▶ [THE REQUEST]:
Send back the entries below exactly as they appear.

(Position identification records)

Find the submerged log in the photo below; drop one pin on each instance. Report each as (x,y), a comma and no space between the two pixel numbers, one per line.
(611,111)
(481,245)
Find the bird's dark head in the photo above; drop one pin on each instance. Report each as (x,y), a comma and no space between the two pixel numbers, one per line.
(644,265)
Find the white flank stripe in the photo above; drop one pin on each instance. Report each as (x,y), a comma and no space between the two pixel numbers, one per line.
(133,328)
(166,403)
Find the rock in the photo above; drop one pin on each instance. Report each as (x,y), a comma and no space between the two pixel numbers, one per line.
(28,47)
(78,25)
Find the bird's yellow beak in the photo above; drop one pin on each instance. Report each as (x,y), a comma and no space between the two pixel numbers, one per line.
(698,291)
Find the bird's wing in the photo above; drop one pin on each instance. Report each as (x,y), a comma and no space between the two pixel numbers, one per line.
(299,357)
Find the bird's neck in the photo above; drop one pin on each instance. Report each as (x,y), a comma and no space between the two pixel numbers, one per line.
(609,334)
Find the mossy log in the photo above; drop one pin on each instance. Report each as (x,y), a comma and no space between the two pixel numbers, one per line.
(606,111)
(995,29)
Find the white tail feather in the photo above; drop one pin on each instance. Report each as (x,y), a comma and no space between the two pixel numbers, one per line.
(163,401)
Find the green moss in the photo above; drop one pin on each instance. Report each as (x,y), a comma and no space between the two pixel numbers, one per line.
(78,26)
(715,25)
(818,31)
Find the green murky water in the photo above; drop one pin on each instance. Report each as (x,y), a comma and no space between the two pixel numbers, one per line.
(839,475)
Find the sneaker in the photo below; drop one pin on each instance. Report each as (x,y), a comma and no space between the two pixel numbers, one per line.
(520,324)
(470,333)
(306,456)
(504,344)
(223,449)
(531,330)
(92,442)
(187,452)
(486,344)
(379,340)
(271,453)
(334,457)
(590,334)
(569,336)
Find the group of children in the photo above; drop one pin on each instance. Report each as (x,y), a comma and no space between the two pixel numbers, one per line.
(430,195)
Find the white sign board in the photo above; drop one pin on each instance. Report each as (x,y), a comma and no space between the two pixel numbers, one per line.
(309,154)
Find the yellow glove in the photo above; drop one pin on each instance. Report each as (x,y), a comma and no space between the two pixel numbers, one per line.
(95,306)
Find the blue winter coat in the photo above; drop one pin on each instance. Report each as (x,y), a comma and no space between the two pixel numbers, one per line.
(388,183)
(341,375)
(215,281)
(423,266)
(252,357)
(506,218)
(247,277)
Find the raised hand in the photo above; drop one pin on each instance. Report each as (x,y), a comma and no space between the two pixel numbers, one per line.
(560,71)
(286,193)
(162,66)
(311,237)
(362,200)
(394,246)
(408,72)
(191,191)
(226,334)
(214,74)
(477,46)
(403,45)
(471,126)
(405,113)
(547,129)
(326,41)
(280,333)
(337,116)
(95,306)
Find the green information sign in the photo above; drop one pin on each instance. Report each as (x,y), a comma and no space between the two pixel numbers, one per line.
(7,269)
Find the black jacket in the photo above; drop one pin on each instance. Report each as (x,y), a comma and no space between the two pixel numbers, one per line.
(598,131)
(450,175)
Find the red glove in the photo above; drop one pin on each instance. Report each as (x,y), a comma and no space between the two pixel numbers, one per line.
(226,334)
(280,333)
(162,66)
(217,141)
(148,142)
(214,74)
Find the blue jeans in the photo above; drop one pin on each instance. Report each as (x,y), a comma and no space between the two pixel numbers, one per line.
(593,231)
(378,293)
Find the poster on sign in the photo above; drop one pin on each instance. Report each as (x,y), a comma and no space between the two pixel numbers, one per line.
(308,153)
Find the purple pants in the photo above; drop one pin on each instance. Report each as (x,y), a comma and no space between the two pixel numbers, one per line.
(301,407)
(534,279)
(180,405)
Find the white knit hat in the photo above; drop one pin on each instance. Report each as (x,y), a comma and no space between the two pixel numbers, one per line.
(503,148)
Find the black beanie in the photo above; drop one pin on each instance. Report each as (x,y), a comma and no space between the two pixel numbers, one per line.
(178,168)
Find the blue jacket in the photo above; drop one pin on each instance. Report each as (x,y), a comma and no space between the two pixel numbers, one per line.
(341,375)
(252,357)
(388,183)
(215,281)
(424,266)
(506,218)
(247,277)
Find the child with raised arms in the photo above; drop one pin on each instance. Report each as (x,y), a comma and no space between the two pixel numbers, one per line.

▶ [ANSWER TO THIS EXERCISE]:
Find the submerged log in the photo below; drop one pin on each instance. Report each as (x,y), a comma and no space between the two pixel numbers, one per line.
(611,111)
(481,245)
Find the bird's dark head in the photo above; drop one pin on each instance. Report each as (x,y), a comma and no space between the two pixel numbers, one per line.
(644,265)
Find the white flank stripe in the photo above; drop one pin on each instance. Report each as (x,y), a comma and no space between the two pixel numbers, one per line.
(133,328)
(166,403)
Find the rock in the photo above; drop one pin on each instance. Report each as (x,y), a comma and no space between the two pixel numbers, one per line.
(28,47)
(78,25)
Find the bird's yellow beak in the photo above; drop one pin on each instance. Report each as (x,y), a comma and no space between the two pixel numbers, one per line.
(698,291)
Find the bird's wing in the photo above; drop one pin on each instance. Report each as (x,y), a comma and no space between the two pixel numbers, one per line.
(299,357)
Find the bird's neck in the photo above; drop one pin on each instance. Report each as (x,y), a comma and no space between the two pixel numbers, one per line.
(609,334)
Find the mossy log in the photo above; drop one pin on each instance. Report each as (x,y), a comma and no space between the two pixel numbers, one per line.
(606,111)
(995,29)
Find the white tail feather in the photo above; drop one pin on each instance. Report each as (x,y), a comma and no space between the two pixel numbers, one per line.
(163,401)
Find the green moss in the photo above; drop one pin on each instance. Report each as (x,y), a comma and no space between the two pixel numbers, one per line.
(78,26)
(715,25)
(818,31)
Find the green murky water in the photo above; drop one pin on each instance. Report each as (x,y), a comma and no space between the two pixel numbers, one per line.
(839,475)
Find the sneaker in the photo below; drop one pin on each instance. Report each as (x,y), a comma and no space between the two pixel numbers, one per line.
(520,324)
(470,333)
(306,456)
(504,344)
(223,449)
(531,330)
(92,442)
(187,452)
(486,344)
(379,340)
(271,453)
(334,457)
(590,334)
(569,336)
Find the group of children in the photo above; drop one pin on each instance. Report each as (x,y), a comma and no space between the two pixel numbers, one per line.
(430,195)
Find the white sign board in the photo above; drop one pin on each instance. Report each as (x,y), a comma and no space between the two pixel numbers, one per line.
(309,154)
Find the yellow glove in the photo above; drop one pin on each instance. Report each as (x,y), a comma and no space between the two pixel numbers, one per line.
(95,306)
Find the blue winter coat in the photo above; drop one pin on each instance. Report each as (x,y), a comma and no space between the two pixel numbers, one per line.
(388,183)
(341,375)
(215,281)
(423,266)
(252,357)
(506,218)
(247,277)
Find the raised hand in the photo above; drop one pin on each instance. Report each as (x,y), a comma and no space between the two pixel numbers, one per line.
(560,71)
(286,193)
(162,66)
(311,237)
(362,200)
(394,246)
(408,72)
(191,191)
(226,334)
(214,74)
(477,46)
(403,45)
(471,126)
(405,113)
(547,129)
(326,41)
(280,333)
(337,116)
(95,306)
Find the green information sign in the photo above; drop one pin on each instance. Report each as (x,y), a comma and no space between the two pixel numbers, one per line.
(7,269)
Find the black jacket in the photo above; drop one pin on each instance. Report each as (x,y), a comma and no space between the two pixel numbers, one per line.
(598,131)
(450,175)
Find the red glove in the photo above; drop one pin on each instance. Report each as (x,y), a comma and no space between the two pixel numbers, one per line.
(226,334)
(280,333)
(162,66)
(217,141)
(148,142)
(214,74)
Find the blue jeans in the photo above; drop one pin on each instance. Report each as (x,y), a comma and no space between the two pixel numbers, one per line.
(593,231)
(378,293)
Find the poster on sign in the photo above; drop one pin on each instance. Report each as (x,y), a comma and no space between the two pixel numbers, one per line.
(308,153)
Find the purple pants in the photo above; drop one pin on each instance. Report each as (x,y), a comma and no space between the two pixel numbers, one per line.
(301,407)
(534,279)
(180,405)
Find the white knit hat in the photo above; drop one pin on each instance. Report each as (x,y), a comma and no space between the two pixel numbers, one per line.
(503,148)
Find the black beanie in the photo above; drop one pin on each instance. Report each as (x,y), a comma and no space between the two pixel numbers, one per line.
(178,168)
Find the blue jacket in the photo above; drop one pin on each instance. Report each as (x,y), a comma and no space between the two pixel numbers, one per line.
(341,375)
(252,357)
(388,183)
(215,281)
(424,266)
(506,218)
(247,277)
Find the child with raised arms in the photo above; drop one pin on each instance. Report each as (x,y), a comma and no space between the two pixel numbers, one per line.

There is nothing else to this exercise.